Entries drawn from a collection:
_ _ _ _

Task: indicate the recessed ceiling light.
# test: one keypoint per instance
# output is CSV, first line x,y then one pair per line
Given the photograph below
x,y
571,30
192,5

_ _ _ _

## The request
Rewrite every line of the records above, requests included, and add -31 to each coordinate value in the answers.

## In response
Task: indicate the recessed ceiling light.
# test: one keypoint per instance
# output is CSV, first line x,y then one pair per line
Given the photograph below
x,y
540,-1
161,-26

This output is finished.